TRY IT
Each entry below needs to be retyped exactly as given.

RECORDS SHOWN
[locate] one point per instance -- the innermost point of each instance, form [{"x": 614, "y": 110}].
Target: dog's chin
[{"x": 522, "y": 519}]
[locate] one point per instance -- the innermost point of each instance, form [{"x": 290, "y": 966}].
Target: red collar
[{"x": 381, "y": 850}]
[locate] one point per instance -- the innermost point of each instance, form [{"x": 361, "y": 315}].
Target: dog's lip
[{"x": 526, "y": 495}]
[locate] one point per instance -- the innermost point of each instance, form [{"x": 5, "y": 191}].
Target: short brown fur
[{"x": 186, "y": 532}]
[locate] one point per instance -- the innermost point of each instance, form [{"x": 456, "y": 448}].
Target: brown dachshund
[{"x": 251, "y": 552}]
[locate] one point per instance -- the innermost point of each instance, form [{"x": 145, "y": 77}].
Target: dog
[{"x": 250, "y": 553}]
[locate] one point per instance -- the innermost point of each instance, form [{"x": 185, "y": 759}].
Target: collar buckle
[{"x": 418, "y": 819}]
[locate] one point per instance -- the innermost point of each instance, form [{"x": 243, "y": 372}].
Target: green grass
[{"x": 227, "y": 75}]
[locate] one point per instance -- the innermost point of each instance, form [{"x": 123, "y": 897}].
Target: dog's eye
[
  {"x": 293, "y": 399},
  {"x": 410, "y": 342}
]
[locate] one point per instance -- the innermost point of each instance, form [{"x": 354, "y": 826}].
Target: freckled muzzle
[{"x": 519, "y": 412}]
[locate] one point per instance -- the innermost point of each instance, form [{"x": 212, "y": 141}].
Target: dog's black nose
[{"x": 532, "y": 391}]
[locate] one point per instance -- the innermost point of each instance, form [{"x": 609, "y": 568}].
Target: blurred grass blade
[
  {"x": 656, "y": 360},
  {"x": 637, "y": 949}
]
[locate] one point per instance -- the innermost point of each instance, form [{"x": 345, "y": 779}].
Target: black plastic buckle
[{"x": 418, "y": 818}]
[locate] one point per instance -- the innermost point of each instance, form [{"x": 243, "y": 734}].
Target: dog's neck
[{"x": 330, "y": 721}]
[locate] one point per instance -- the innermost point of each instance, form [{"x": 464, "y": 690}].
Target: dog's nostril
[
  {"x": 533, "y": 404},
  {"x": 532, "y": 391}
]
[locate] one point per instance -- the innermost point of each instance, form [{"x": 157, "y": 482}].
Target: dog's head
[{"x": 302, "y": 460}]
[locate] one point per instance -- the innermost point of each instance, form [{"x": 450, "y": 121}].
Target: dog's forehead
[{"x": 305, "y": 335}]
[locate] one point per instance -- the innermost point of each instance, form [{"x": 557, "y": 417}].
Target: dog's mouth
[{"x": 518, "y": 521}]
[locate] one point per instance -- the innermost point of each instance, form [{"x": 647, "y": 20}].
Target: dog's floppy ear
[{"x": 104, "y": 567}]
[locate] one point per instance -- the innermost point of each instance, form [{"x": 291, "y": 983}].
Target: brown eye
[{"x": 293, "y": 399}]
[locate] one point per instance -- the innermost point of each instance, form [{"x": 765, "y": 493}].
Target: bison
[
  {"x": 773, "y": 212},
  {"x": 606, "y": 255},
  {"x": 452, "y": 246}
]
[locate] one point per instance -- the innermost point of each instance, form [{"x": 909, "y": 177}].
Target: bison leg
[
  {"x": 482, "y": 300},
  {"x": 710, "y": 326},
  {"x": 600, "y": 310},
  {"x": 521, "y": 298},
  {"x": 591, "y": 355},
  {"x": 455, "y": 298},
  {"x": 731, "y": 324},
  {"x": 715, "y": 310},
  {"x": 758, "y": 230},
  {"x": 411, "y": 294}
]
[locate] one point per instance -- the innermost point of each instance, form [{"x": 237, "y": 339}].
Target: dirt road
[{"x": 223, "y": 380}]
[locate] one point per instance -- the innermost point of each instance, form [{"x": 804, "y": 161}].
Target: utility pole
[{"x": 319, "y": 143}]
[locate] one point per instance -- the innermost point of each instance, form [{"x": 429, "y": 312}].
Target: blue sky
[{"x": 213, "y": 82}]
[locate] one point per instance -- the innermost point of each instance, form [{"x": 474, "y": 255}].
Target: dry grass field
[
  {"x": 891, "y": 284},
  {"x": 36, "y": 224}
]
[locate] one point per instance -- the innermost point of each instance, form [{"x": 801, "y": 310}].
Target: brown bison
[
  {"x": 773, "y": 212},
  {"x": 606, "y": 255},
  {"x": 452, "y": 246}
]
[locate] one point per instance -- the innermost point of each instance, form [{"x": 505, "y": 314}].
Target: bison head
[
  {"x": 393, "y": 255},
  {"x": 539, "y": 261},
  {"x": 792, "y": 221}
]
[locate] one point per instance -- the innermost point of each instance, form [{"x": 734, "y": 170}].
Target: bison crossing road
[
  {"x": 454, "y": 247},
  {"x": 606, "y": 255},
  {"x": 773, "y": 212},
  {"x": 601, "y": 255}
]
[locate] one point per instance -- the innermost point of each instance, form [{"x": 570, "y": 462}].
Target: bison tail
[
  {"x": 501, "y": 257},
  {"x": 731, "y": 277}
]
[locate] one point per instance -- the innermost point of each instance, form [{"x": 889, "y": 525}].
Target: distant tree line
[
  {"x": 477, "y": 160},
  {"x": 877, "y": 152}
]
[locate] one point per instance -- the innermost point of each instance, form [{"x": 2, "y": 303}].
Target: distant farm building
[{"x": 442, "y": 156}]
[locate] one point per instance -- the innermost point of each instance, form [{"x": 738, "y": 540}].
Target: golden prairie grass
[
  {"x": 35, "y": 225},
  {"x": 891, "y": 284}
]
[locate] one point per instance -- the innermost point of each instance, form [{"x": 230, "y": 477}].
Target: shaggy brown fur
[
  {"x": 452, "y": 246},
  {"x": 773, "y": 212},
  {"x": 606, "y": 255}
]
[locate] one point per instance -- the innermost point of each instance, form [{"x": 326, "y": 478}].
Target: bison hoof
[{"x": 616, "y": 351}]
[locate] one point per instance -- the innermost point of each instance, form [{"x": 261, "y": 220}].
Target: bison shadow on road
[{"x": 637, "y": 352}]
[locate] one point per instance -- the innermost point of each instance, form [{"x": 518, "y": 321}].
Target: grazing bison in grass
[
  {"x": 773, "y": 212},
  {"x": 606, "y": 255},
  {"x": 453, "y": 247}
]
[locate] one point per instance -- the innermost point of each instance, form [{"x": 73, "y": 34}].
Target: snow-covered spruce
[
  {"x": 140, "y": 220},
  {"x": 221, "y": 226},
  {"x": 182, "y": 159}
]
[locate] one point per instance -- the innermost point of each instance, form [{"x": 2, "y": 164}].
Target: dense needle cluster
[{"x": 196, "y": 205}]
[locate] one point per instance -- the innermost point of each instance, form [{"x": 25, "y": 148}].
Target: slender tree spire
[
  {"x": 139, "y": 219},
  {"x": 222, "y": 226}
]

ANSWER BELOW
[locate] one point per instance -- the innermost point of each instance, form [{"x": 614, "y": 110}].
Target: dog's chin
[{"x": 522, "y": 519}]
[locate] one point per instance -- the innermost point of each instance, form [{"x": 290, "y": 966}].
Target: red collar
[{"x": 381, "y": 850}]
[locate] one point per instance -- the innermost point of each instance, form [{"x": 361, "y": 315}].
Target: dog's lip
[{"x": 526, "y": 495}]
[locate] one point per instance -- the innermost point of each instance, form [{"x": 5, "y": 191}].
Target: short brown fur
[{"x": 186, "y": 532}]
[locate] one point per instance -- the innermost point of each instance, form [{"x": 456, "y": 448}].
Target: brown dachshund
[{"x": 251, "y": 552}]
[locate] one point per instance -- the innermost point of each instance, form [{"x": 145, "y": 77}].
Target: dog
[{"x": 250, "y": 553}]
[locate] one point per instance -- the innermost point of each instance, form [{"x": 185, "y": 759}].
Target: collar buckle
[{"x": 418, "y": 819}]
[locate] one point per instance -- the innermost point of each instance, form [{"x": 243, "y": 372}].
Target: green grass
[{"x": 227, "y": 75}]
[locate] one point per instance -- the innermost point of each instance, form [{"x": 123, "y": 897}].
Target: dog's eye
[
  {"x": 293, "y": 399},
  {"x": 410, "y": 342}
]
[locate] one point per instance -- the innermost point of each instance, form [{"x": 354, "y": 826}].
Target: freckled muzzle
[{"x": 519, "y": 412}]
[locate] one point per instance -- the innermost point of each instance, form [{"x": 212, "y": 141}].
Target: dog's black nose
[{"x": 532, "y": 391}]
[locate] one point per instance -- the innermost point of each instance, form [{"x": 609, "y": 568}].
Target: blurred grass blade
[
  {"x": 656, "y": 360},
  {"x": 637, "y": 949}
]
[locate] one point per instance -- the innermost point of each instance, form [{"x": 345, "y": 779}].
Target: black plastic buckle
[{"x": 418, "y": 818}]
[locate] one point per instance -- the innermost point of each instance, form [{"x": 243, "y": 734}].
Target: dog's neck
[{"x": 330, "y": 721}]
[locate] one point per instance -- the innermost point of each instance, form [{"x": 464, "y": 690}].
Target: dog's nostril
[
  {"x": 533, "y": 404},
  {"x": 532, "y": 391}
]
[locate] one point per instance -- the innermost point of each instance, form [{"x": 157, "y": 482}].
Target: dog's head
[{"x": 302, "y": 460}]
[locate] one point per instance -- the innermost point of each instance, form [{"x": 450, "y": 121}].
Target: dog's forehead
[{"x": 305, "y": 335}]
[locate] one point per instance -- the innermost point of each instance, form [{"x": 557, "y": 417}].
Target: dog's mouth
[{"x": 518, "y": 521}]
[locate] one point per instance -- the innermost point of each instance, form [{"x": 647, "y": 20}].
Target: dog's floppy ear
[{"x": 104, "y": 567}]
[locate] one point per instance -- the innermost point of each instance, form [{"x": 291, "y": 983}].
Target: brown eye
[{"x": 293, "y": 399}]
[locate] one point per instance -- the innermost point of each instance, form [{"x": 765, "y": 493}].
Target: bison
[
  {"x": 773, "y": 212},
  {"x": 606, "y": 255},
  {"x": 452, "y": 246}
]
[locate] one point per instance -- the innermost point of each instance, form [{"x": 909, "y": 177}].
Target: bison leg
[
  {"x": 482, "y": 300},
  {"x": 710, "y": 326},
  {"x": 600, "y": 310},
  {"x": 521, "y": 298},
  {"x": 591, "y": 355},
  {"x": 455, "y": 298},
  {"x": 731, "y": 324},
  {"x": 715, "y": 310},
  {"x": 758, "y": 230},
  {"x": 411, "y": 294}
]
[locate] one point per instance -- the innermost point of each instance, form [{"x": 237, "y": 339}].
Target: dirt road
[{"x": 223, "y": 380}]
[locate] one point per instance -- the innermost point of each instance, form [{"x": 804, "y": 161}].
Target: utility pole
[{"x": 319, "y": 143}]
[locate] one point per instance -- the innermost point of each instance, form [{"x": 429, "y": 312}].
Target: blue sky
[{"x": 213, "y": 82}]
[locate] one point per instance -- the innermost point of each instance, form [{"x": 474, "y": 255}].
Target: dry grass field
[
  {"x": 891, "y": 284},
  {"x": 36, "y": 224}
]
[locate] one point per instance -- the innermost point of each instance, form [{"x": 801, "y": 310}].
Target: brown bison
[
  {"x": 773, "y": 212},
  {"x": 606, "y": 255},
  {"x": 452, "y": 246}
]
[locate] one point per instance -- the innermost point of each instance, form [{"x": 505, "y": 314}].
Target: bison head
[
  {"x": 393, "y": 255},
  {"x": 539, "y": 261},
  {"x": 792, "y": 221}
]
[locate] one point per instance -- the innermost point of each instance, form [{"x": 734, "y": 170}].
Target: bison crossing road
[
  {"x": 454, "y": 247},
  {"x": 606, "y": 255},
  {"x": 773, "y": 212},
  {"x": 601, "y": 255}
]
[locate] one point per instance -- the innermost point of each instance, form [{"x": 570, "y": 462}].
Target: bison tail
[
  {"x": 501, "y": 257},
  {"x": 731, "y": 277}
]
[locate] one point per instance -- the innermost point of each instance, form [{"x": 889, "y": 525}].
Target: distant tree line
[
  {"x": 477, "y": 160},
  {"x": 877, "y": 152}
]
[locate] one point per instance -- the innermost point of each instance, form [{"x": 2, "y": 303}].
Target: distant farm building
[{"x": 442, "y": 156}]
[locate] one point per instance -- the innermost point of each instance, form [{"x": 738, "y": 540}].
Target: golden prairie grass
[
  {"x": 35, "y": 225},
  {"x": 891, "y": 284}
]
[locate] one point per instance -- the innermost point of each instance, form [{"x": 230, "y": 477}].
Target: shaggy brown fur
[
  {"x": 452, "y": 246},
  {"x": 773, "y": 212},
  {"x": 606, "y": 255}
]
[locate] one point per instance -- the innermost point of each instance, form [{"x": 326, "y": 478}].
Target: bison hoof
[{"x": 616, "y": 351}]
[locate] one point per instance -- the innermost point of each instance, form [{"x": 261, "y": 220}].
Target: bison shadow on road
[{"x": 637, "y": 352}]
[locate] one point per instance -- the innermost point of each instance, form [{"x": 518, "y": 321}].
Target: grazing bison in grass
[
  {"x": 773, "y": 212},
  {"x": 606, "y": 255},
  {"x": 453, "y": 247}
]
[locate] one point per instance -- the innermost point of each instance, form [{"x": 73, "y": 34}].
Target: snow-covered spruce
[
  {"x": 140, "y": 220},
  {"x": 221, "y": 226},
  {"x": 182, "y": 159}
]
[locate] one point per instance -- the innermost point of each instance, form [{"x": 2, "y": 164}].
Target: dense needle cluster
[{"x": 196, "y": 205}]
[locate] one point per instance -- the innermost point of each instance, form [{"x": 25, "y": 148}].
Target: slender tree spire
[
  {"x": 139, "y": 219},
  {"x": 222, "y": 226}
]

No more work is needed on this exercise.